• **Brief 1**
According to the housing market text, in which month did new home sales rise for the first time after three months of decline?
• **Brief 2**
Extend the housing market text, picking up after its final sentence.

• **Text segment**
>>>

New housing data from the Commerce Department reveals that new home sales increased in July, though overall housing market activity appears to be slowing down amid consistent material and supply shortages. For three months, new home sales decreased; July marks the first month that an increase was seen.
Data from the Commerce Department also reveals a surge in new housing inventory in July, though this surge was mainly driven by an increase in homes that haven’t yet been built. The housing market has been hit by raw material and supply shortages, forcing many homebuilders to halt production as they wait for supplies to arrive. Lumber shortages have mainly affected homebuilders, though different material shortages have also impacted homebuilding businesses.
Much like other industries in the United States, these shortages have slowed down activity for homebuilders. So, while an increase in home sales has occurred last month, many of these houses haven’t even been built, or the process of building the homes hasn’t started yet.
Elsewhere in this new report from the Commerce Department, there are signs that the housing market is slowing down. This is for many reasons. Currently, there aren’t a lot of previously owned homes that are being put up for sale. As many Americans are looking to buy homes, this has caused new home sales to increase — and a huge demand for housing in many areas of the nation. This has also resulted in a surge in prices, which has unfortunately shut out many first time home buyers.
The surge in housing has also occurred because of the huge material shortages affecting homebuilders. Lumber and other raw materials needed to build homes has surged in price. Naturally, the overall price of homes followed suit.

<<<

• **Supplied information**
>>>

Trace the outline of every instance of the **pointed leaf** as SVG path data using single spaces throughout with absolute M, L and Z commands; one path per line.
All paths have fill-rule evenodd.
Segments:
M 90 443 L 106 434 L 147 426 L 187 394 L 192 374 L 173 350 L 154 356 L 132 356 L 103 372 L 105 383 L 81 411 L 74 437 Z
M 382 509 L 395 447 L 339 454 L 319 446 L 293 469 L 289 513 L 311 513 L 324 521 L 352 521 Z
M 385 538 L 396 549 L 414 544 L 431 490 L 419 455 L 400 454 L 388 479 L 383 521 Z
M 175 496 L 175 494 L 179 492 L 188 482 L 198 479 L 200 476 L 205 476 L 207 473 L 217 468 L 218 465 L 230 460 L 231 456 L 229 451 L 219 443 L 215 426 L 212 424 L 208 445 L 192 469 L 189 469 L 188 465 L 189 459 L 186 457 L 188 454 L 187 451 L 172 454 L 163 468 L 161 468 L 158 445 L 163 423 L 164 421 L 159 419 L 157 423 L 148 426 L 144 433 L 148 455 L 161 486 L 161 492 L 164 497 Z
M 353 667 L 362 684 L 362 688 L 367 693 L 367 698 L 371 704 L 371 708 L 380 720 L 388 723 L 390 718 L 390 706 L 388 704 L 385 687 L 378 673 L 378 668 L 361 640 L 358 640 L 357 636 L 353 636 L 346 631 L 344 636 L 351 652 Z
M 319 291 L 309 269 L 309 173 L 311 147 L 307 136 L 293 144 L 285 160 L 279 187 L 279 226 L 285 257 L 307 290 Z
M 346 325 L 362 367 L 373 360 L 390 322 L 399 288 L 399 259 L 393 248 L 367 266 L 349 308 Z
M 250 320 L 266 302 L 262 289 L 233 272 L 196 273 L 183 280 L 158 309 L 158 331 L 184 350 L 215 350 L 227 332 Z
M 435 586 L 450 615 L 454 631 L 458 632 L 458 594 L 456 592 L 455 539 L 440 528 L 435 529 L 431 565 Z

<<<

• **Exercise answer 1**
July

• **Exercise answer 2**
Housing activity may be slowing down as a result of the low amount of housing for many in certain areas. Homebuilders are taking much longer to complete houses than normal, mainly because it is taking a long time to get the materials that they need. Global supply chain issues are also complicating matters, as some businesses are being forced to wait months before they finally get the materials or supplies they ordered.
Labor shortages have also hindered homebuilders. Labor shortages have gripped the country for months now. While hiring has slowly increased with each new month, the Delta variant — which has resulted in COVID-19 cases surging around the world — may complicate matters. Scarce land to build on has also affected homebuilders and may continue to.
Therefore, the consumer demand for housing is still there and will continue to be, but the ability for this demand to be met is not. As a result, there are already signs that this will cause housing market activity to slow down. As homebuilders don’t want to face a backlog of sales, they may keep the amount of homes they plan to build to a minimum.
Meanwhile, previously owned home sales also increased slightly in July. If more previously owned homes are put up for sale in the coming months, there may be an ease to the overall demand. However, it doesn’t appear that the mass demand will be met anytime soon.